ESERCIZIO PROPOSTO 1: Riscrivi tutte le righe del listato sostituendo "pink flower" con "red flower" e lasciando invariato il resto.

___ BRANO DA LEGGERE

Cominciate ad ascoltare i bambini che vi stanno attorno, i vostri, quelli che vedete al parco o magari incontrate per i più svariati motivi nella vostra quotidianità. Io l’ho fatto, mi sono abbassata in modo tale da poterli guardare dritti negli occhi e ho imparato davvero a dare un peso alle loro parole.

Spesso, e molto erroneamente, mi sento di dire che romanticizziamo l’infanzia, come se i bambini vivessero in una meravigliosa bolla, un mondo dei balocchi. Zero stress, zero preoccupazioni, zero problemi. Questo pregiudizio ci porta a dare poco peso a quello che ci dicono, prendendo le loro affermazioni con la stessa leggerezza con cui tendiamo a identificarli.

______

ESERCIZIO PROPOSTO 2: Secondo il brano sull'ascolto dei bambini, a che cosa ci porta il pregiudizio di romanticizzare l'infanzia?

___ SEZIONE DATI

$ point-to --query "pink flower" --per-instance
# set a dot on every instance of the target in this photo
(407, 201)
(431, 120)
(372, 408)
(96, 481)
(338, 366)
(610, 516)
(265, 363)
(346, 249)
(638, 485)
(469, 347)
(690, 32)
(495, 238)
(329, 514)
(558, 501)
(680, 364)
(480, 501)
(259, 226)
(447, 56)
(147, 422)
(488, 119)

______

RISULTATO COMPLETO 1:
$ point-to --query "red flower" --per-instance
# set a dot on every instance of the target in this photo
(407, 201)
(431, 120)
(372, 408)
(96, 481)
(338, 366)
(610, 516)
(265, 363)
(346, 249)
(638, 485)
(469, 347)
(690, 32)
(495, 238)
(329, 514)
(558, 501)
(680, 364)
(480, 501)
(259, 226)
(447, 56)
(147, 422)
(488, 119)

RISULTATO COMPLETO 2: A dare poco peso a quello che i bambini ci dicono, prendendo le loro affermazioni con la stessa leggerezza con cui tendiamo a identificarli.